■ **INSTRUCTIONS FOR THE TASK**:
Count the lines of the records that contain the word "dark", and reply with that number alone.

■ **Coordinate annotation entries**:
________________

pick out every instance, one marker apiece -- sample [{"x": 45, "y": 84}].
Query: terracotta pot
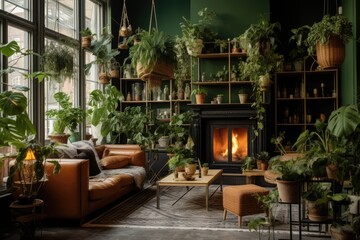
[
  {"x": 318, "y": 212},
  {"x": 204, "y": 171},
  {"x": 190, "y": 169},
  {"x": 243, "y": 97},
  {"x": 61, "y": 138},
  {"x": 288, "y": 191},
  {"x": 86, "y": 41},
  {"x": 330, "y": 54},
  {"x": 200, "y": 98},
  {"x": 104, "y": 78}
]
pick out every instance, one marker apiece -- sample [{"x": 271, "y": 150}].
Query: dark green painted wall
[{"x": 234, "y": 16}]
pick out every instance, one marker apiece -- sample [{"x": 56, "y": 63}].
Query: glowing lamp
[{"x": 30, "y": 155}]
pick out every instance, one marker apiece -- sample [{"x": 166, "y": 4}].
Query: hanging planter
[
  {"x": 125, "y": 26},
  {"x": 154, "y": 56}
]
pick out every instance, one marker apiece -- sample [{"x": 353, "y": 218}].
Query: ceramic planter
[
  {"x": 243, "y": 98},
  {"x": 288, "y": 191}
]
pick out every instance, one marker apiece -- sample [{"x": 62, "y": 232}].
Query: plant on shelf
[
  {"x": 223, "y": 74},
  {"x": 194, "y": 33},
  {"x": 58, "y": 60},
  {"x": 66, "y": 117},
  {"x": 222, "y": 44},
  {"x": 329, "y": 36},
  {"x": 154, "y": 58},
  {"x": 86, "y": 37},
  {"x": 179, "y": 127},
  {"x": 28, "y": 172},
  {"x": 100, "y": 48},
  {"x": 184, "y": 63},
  {"x": 199, "y": 94}
]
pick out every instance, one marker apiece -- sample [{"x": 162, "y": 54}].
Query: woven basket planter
[
  {"x": 330, "y": 54},
  {"x": 153, "y": 76}
]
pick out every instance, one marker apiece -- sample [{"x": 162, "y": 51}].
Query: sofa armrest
[{"x": 66, "y": 195}]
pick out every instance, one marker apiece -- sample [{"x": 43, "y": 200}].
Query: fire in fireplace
[{"x": 230, "y": 144}]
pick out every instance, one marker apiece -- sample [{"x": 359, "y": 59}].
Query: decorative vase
[
  {"x": 243, "y": 97},
  {"x": 318, "y": 212},
  {"x": 330, "y": 54},
  {"x": 200, "y": 98}
]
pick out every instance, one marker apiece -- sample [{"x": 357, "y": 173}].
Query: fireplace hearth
[{"x": 224, "y": 134}]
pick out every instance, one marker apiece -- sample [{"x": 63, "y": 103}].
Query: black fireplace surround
[{"x": 207, "y": 117}]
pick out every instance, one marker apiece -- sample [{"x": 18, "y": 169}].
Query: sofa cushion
[
  {"x": 113, "y": 162},
  {"x": 94, "y": 168},
  {"x": 105, "y": 186}
]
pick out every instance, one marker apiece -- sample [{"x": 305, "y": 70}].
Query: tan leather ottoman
[{"x": 240, "y": 200}]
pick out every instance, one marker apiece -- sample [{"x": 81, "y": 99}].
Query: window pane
[
  {"x": 60, "y": 16},
  {"x": 20, "y": 63},
  {"x": 93, "y": 21},
  {"x": 66, "y": 84},
  {"x": 20, "y": 8}
]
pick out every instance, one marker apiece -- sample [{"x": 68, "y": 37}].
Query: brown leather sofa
[{"x": 73, "y": 195}]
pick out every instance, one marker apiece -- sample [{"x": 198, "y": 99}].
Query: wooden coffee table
[{"x": 204, "y": 181}]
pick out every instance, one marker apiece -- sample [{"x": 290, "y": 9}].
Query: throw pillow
[
  {"x": 114, "y": 162},
  {"x": 94, "y": 168}
]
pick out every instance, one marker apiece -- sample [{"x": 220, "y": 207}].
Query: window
[{"x": 20, "y": 8}]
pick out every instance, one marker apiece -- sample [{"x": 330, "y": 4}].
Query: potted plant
[
  {"x": 222, "y": 44},
  {"x": 154, "y": 57},
  {"x": 317, "y": 198},
  {"x": 100, "y": 48},
  {"x": 178, "y": 128},
  {"x": 204, "y": 169},
  {"x": 261, "y": 62},
  {"x": 103, "y": 108},
  {"x": 219, "y": 98},
  {"x": 262, "y": 160},
  {"x": 28, "y": 172},
  {"x": 223, "y": 74},
  {"x": 290, "y": 173},
  {"x": 86, "y": 37},
  {"x": 243, "y": 95},
  {"x": 299, "y": 49},
  {"x": 200, "y": 94},
  {"x": 193, "y": 33},
  {"x": 58, "y": 60},
  {"x": 115, "y": 69},
  {"x": 328, "y": 38},
  {"x": 175, "y": 162},
  {"x": 66, "y": 117}
]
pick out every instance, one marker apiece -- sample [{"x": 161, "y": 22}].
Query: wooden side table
[{"x": 27, "y": 217}]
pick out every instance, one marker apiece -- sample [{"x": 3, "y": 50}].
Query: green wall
[{"x": 234, "y": 16}]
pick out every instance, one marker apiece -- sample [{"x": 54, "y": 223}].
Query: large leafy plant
[
  {"x": 321, "y": 31},
  {"x": 155, "y": 45},
  {"x": 67, "y": 116}
]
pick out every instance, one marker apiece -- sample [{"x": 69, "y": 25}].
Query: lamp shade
[{"x": 30, "y": 155}]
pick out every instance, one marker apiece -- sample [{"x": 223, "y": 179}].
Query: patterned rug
[{"x": 188, "y": 212}]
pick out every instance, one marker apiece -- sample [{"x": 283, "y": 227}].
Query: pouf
[{"x": 241, "y": 201}]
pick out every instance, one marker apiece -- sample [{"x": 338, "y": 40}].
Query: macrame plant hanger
[{"x": 125, "y": 29}]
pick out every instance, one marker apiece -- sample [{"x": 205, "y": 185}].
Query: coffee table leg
[
  {"x": 157, "y": 196},
  {"x": 207, "y": 198}
]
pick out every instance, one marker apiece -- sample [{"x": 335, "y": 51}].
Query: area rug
[{"x": 178, "y": 209}]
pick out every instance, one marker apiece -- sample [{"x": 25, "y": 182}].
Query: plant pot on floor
[{"x": 288, "y": 191}]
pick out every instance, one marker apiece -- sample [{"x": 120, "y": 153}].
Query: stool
[{"x": 241, "y": 201}]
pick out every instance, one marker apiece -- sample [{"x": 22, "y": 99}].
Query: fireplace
[{"x": 224, "y": 134}]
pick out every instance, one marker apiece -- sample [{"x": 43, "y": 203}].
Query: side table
[{"x": 27, "y": 217}]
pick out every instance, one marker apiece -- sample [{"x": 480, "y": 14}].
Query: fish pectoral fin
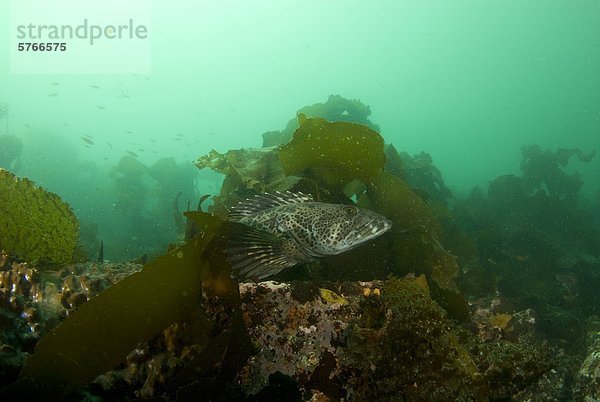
[{"x": 256, "y": 254}]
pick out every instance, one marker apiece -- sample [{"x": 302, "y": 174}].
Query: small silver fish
[{"x": 285, "y": 229}]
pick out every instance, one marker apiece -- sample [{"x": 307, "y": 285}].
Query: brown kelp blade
[{"x": 100, "y": 334}]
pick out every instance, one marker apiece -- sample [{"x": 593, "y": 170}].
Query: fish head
[{"x": 346, "y": 227}]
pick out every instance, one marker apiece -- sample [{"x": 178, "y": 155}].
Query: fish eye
[{"x": 349, "y": 210}]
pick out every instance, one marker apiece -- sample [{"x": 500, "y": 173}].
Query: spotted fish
[{"x": 285, "y": 229}]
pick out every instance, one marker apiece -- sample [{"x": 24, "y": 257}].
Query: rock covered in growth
[
  {"x": 588, "y": 376},
  {"x": 31, "y": 306},
  {"x": 378, "y": 340},
  {"x": 35, "y": 225}
]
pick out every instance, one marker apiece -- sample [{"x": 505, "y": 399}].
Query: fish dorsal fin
[{"x": 260, "y": 202}]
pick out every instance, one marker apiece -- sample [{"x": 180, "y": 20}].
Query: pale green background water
[{"x": 469, "y": 82}]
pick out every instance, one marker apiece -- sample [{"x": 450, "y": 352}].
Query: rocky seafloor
[{"x": 377, "y": 340}]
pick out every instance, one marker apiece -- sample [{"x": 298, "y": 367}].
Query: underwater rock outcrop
[
  {"x": 337, "y": 108},
  {"x": 35, "y": 225}
]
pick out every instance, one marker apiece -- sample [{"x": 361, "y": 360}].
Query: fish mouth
[{"x": 366, "y": 232}]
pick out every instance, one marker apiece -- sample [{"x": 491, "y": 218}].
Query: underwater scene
[{"x": 300, "y": 201}]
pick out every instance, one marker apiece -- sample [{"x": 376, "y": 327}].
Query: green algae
[
  {"x": 100, "y": 334},
  {"x": 333, "y": 153},
  {"x": 35, "y": 224}
]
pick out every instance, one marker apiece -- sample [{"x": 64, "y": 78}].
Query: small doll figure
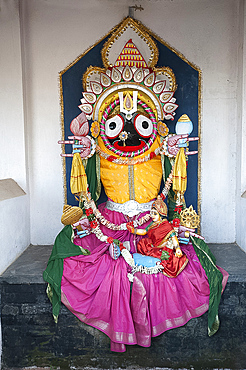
[{"x": 161, "y": 241}]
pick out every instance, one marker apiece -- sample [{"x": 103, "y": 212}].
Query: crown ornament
[{"x": 129, "y": 57}]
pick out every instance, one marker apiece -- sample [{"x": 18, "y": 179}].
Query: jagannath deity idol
[{"x": 123, "y": 266}]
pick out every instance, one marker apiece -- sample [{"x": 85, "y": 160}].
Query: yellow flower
[{"x": 95, "y": 129}]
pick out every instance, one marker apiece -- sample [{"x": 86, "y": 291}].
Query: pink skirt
[{"x": 97, "y": 290}]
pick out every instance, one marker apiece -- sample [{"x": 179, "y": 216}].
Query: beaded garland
[
  {"x": 95, "y": 217},
  {"x": 136, "y": 152}
]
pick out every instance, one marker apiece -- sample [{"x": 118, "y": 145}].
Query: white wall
[
  {"x": 55, "y": 32},
  {"x": 241, "y": 137},
  {"x": 14, "y": 213}
]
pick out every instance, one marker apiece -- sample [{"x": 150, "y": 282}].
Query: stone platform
[{"x": 31, "y": 338}]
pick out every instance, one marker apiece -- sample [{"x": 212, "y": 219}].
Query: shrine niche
[{"x": 130, "y": 261}]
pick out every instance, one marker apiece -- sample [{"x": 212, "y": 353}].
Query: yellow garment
[
  {"x": 78, "y": 178},
  {"x": 179, "y": 172},
  {"x": 140, "y": 182}
]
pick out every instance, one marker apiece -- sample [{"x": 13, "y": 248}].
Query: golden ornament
[{"x": 189, "y": 218}]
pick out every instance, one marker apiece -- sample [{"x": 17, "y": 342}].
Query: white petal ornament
[
  {"x": 105, "y": 80},
  {"x": 127, "y": 73},
  {"x": 138, "y": 75},
  {"x": 116, "y": 75},
  {"x": 170, "y": 108},
  {"x": 89, "y": 98},
  {"x": 166, "y": 96},
  {"x": 96, "y": 87},
  {"x": 159, "y": 87},
  {"x": 149, "y": 80},
  {"x": 79, "y": 125},
  {"x": 86, "y": 108}
]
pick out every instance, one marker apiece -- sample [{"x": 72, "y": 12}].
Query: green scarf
[
  {"x": 62, "y": 248},
  {"x": 215, "y": 278}
]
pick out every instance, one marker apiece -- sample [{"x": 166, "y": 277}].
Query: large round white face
[
  {"x": 155, "y": 215},
  {"x": 137, "y": 131}
]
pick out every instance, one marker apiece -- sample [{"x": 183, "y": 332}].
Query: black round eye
[
  {"x": 143, "y": 125},
  {"x": 113, "y": 126}
]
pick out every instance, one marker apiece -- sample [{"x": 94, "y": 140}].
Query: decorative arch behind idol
[{"x": 133, "y": 89}]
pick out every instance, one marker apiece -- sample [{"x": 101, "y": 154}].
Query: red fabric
[{"x": 149, "y": 247}]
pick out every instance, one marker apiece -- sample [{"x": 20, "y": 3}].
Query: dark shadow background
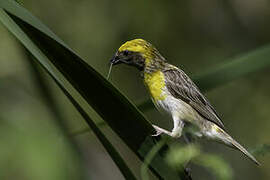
[{"x": 192, "y": 34}]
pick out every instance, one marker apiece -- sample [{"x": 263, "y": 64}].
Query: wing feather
[{"x": 182, "y": 87}]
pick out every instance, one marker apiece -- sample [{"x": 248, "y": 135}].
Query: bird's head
[{"x": 138, "y": 53}]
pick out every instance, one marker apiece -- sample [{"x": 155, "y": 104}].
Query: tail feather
[{"x": 220, "y": 135}]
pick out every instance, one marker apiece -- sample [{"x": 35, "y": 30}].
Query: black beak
[{"x": 115, "y": 60}]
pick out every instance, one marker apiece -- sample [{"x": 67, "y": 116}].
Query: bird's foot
[{"x": 159, "y": 131}]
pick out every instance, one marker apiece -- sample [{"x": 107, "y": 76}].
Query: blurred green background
[{"x": 194, "y": 35}]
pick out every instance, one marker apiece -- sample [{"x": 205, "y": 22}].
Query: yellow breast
[{"x": 155, "y": 82}]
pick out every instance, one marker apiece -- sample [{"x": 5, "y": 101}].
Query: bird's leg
[
  {"x": 178, "y": 125},
  {"x": 176, "y": 132}
]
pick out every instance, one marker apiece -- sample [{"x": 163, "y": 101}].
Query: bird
[{"x": 172, "y": 90}]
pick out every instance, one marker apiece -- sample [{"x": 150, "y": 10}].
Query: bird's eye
[{"x": 126, "y": 52}]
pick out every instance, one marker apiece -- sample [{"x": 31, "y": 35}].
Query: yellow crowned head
[{"x": 138, "y": 53}]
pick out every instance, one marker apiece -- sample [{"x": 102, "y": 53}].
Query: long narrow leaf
[{"x": 42, "y": 58}]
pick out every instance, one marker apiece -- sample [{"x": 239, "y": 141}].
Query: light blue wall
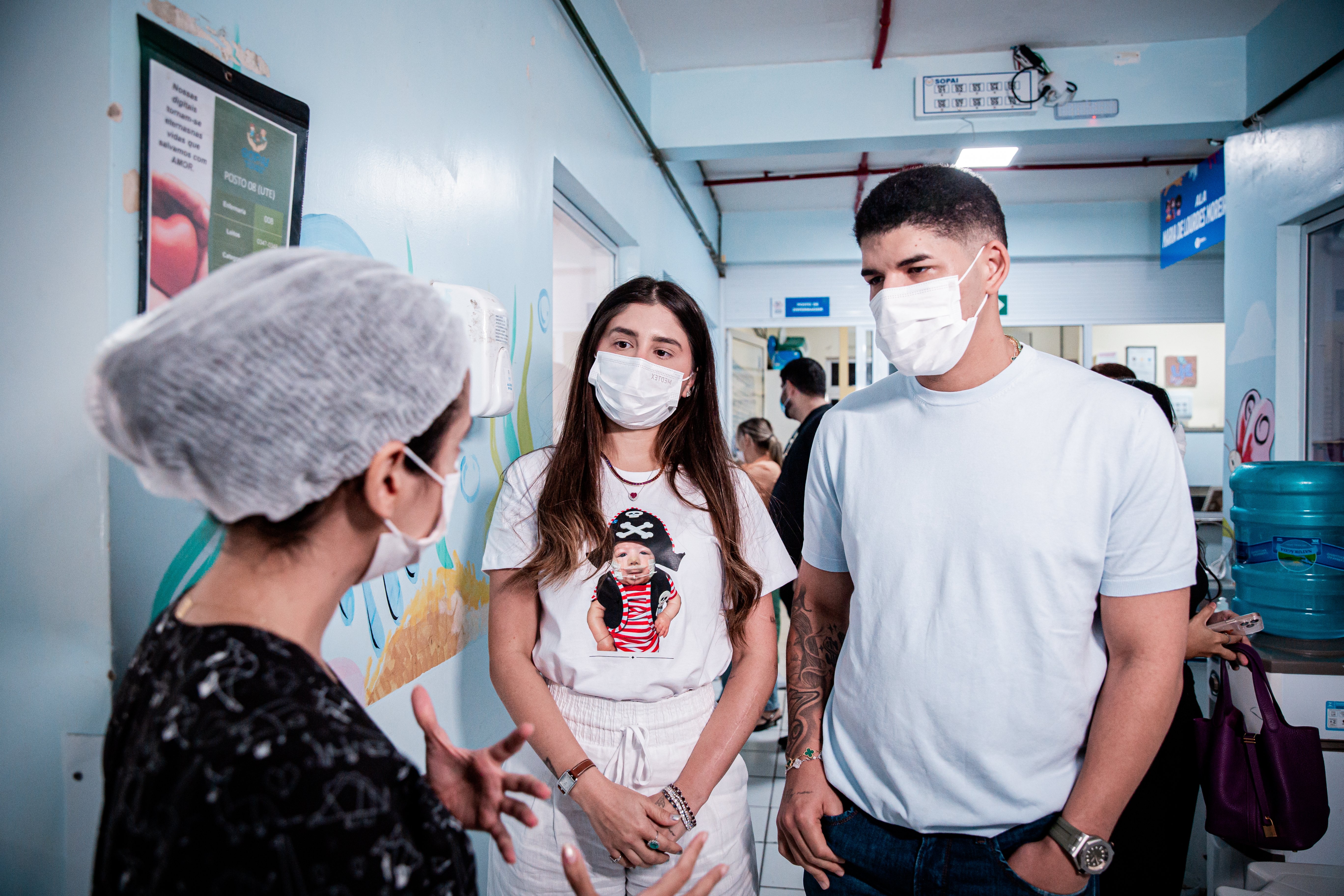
[
  {"x": 1288, "y": 45},
  {"x": 1048, "y": 230},
  {"x": 435, "y": 131},
  {"x": 53, "y": 475},
  {"x": 1179, "y": 88},
  {"x": 1287, "y": 170}
]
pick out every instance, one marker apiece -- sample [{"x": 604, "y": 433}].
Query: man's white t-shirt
[
  {"x": 687, "y": 578},
  {"x": 979, "y": 529}
]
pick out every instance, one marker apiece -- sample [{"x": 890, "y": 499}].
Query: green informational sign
[
  {"x": 254, "y": 163},
  {"x": 222, "y": 162}
]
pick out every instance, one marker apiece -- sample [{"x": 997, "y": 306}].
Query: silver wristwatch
[{"x": 1091, "y": 855}]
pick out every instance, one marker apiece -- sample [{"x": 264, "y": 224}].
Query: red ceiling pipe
[
  {"x": 1070, "y": 166},
  {"x": 863, "y": 179},
  {"x": 883, "y": 25}
]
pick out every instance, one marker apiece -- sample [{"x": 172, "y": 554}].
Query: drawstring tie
[{"x": 630, "y": 765}]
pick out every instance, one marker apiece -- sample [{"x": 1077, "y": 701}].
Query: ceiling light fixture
[{"x": 986, "y": 156}]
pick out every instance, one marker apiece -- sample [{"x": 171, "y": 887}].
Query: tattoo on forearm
[{"x": 812, "y": 652}]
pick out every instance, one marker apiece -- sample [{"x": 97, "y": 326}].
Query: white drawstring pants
[{"x": 642, "y": 746}]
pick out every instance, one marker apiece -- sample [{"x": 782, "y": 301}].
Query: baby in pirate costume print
[{"x": 636, "y": 601}]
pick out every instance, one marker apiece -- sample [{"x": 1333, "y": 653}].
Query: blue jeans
[{"x": 892, "y": 860}]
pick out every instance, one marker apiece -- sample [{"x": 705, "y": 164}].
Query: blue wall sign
[
  {"x": 807, "y": 307},
  {"x": 1191, "y": 211}
]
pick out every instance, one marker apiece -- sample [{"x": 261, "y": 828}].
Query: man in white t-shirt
[{"x": 993, "y": 602}]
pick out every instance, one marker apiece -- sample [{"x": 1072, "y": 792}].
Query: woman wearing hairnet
[{"x": 314, "y": 402}]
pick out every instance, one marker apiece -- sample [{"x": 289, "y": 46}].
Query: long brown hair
[{"x": 569, "y": 511}]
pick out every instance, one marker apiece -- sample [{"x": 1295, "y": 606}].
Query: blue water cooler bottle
[{"x": 1289, "y": 553}]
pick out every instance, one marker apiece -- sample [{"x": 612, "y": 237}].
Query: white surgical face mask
[
  {"x": 634, "y": 393},
  {"x": 396, "y": 549},
  {"x": 920, "y": 327}
]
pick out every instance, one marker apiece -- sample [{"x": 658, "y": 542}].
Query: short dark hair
[
  {"x": 1159, "y": 395},
  {"x": 1115, "y": 371},
  {"x": 807, "y": 375},
  {"x": 948, "y": 201}
]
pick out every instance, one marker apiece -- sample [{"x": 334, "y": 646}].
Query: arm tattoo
[{"x": 812, "y": 652}]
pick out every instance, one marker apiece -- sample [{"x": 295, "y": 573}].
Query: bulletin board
[{"x": 222, "y": 166}]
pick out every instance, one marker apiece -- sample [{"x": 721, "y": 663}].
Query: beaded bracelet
[{"x": 683, "y": 808}]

________________

■ **OUTPUT**:
3